** Start Document **
# Virtualization Thoughts



## tzoi516 (Feb 5, 2014)

Disclaimer: My virtualization experience is limited to Windows and Mac platforms.

With Jails and BHyVe, is there really a need for VirtualBox (and others like it), outside of testing on a test system?

I'm getting ready to add other capabilities to a few systems, and to "sandbox" them (used generally, i.e. broadly) I don't see a reason to run VirtualBox.


----------



## SirDice (Feb 5, 2014)

I think they all have their uses. I think Virtualbox is good for development as it has a nice GUI to control it from, ideal for running on a workstation. BHyve is currently only tested with running FreeBSD but hopefully in the future we can run Linux and Windows on it. I think it'll make a good platform for server virtualization.


----------



## kpedersen (Feb 5, 2014)

VirtualBox is good because other than the driver layer, it is quite separate from the OS and so runs on multiple operating systems, allowing you to transfer the preconfigured virtual hard drive images across and run them on other systems.
** End Document **
#### The problem:
Translate this sentence from the virtualization thread into Spanish: "I think it'll make a good platform for server virtualization." The listing that comes next was gathered from a separate source.
** Start Material provided **
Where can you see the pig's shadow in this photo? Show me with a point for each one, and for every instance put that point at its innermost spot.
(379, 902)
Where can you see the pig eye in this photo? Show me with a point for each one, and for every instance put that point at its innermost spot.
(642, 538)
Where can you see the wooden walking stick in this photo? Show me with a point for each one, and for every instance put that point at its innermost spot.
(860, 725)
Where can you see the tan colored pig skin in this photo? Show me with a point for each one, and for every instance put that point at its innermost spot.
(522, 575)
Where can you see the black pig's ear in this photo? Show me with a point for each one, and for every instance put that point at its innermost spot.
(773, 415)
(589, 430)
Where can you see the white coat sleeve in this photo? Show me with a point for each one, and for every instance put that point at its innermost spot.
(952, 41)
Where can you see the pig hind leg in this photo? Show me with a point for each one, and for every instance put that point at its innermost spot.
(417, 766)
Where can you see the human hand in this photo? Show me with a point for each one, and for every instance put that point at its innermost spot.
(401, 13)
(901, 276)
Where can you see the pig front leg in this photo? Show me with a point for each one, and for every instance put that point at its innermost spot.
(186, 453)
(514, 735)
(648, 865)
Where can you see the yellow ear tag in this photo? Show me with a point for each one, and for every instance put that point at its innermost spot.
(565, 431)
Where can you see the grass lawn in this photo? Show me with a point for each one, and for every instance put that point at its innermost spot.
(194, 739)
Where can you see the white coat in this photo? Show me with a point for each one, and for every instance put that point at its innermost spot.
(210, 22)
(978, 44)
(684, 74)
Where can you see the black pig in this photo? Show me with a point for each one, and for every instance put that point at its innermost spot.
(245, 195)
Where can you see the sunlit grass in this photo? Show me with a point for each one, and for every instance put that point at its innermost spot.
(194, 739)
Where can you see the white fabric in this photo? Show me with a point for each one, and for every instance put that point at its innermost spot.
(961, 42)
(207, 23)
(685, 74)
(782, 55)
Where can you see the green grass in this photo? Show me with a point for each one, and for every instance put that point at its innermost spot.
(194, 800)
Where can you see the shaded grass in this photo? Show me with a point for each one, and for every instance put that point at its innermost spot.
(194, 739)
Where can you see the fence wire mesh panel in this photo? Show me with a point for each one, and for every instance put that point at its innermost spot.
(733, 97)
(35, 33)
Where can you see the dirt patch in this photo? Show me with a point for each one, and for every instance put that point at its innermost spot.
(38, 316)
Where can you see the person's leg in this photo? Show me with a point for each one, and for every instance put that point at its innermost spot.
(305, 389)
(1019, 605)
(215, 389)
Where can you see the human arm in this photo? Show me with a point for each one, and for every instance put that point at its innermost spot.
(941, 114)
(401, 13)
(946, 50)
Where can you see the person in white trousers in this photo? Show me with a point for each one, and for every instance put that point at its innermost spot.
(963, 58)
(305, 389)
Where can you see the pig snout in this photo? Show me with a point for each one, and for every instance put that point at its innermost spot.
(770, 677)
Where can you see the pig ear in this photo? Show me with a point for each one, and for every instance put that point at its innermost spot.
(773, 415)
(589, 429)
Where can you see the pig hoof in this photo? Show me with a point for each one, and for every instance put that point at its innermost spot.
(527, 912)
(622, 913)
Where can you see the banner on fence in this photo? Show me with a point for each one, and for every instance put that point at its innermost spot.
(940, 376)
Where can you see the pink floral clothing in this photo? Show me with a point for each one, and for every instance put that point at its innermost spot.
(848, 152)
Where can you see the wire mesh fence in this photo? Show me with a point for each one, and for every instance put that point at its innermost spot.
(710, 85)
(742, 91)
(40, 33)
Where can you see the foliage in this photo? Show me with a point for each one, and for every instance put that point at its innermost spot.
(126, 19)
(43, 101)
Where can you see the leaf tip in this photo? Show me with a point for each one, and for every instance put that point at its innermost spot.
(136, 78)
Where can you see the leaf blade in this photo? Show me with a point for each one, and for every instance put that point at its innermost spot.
** End Material provided **
#### Response:
Creo que será una buena plataforma para la virtualización de servidores.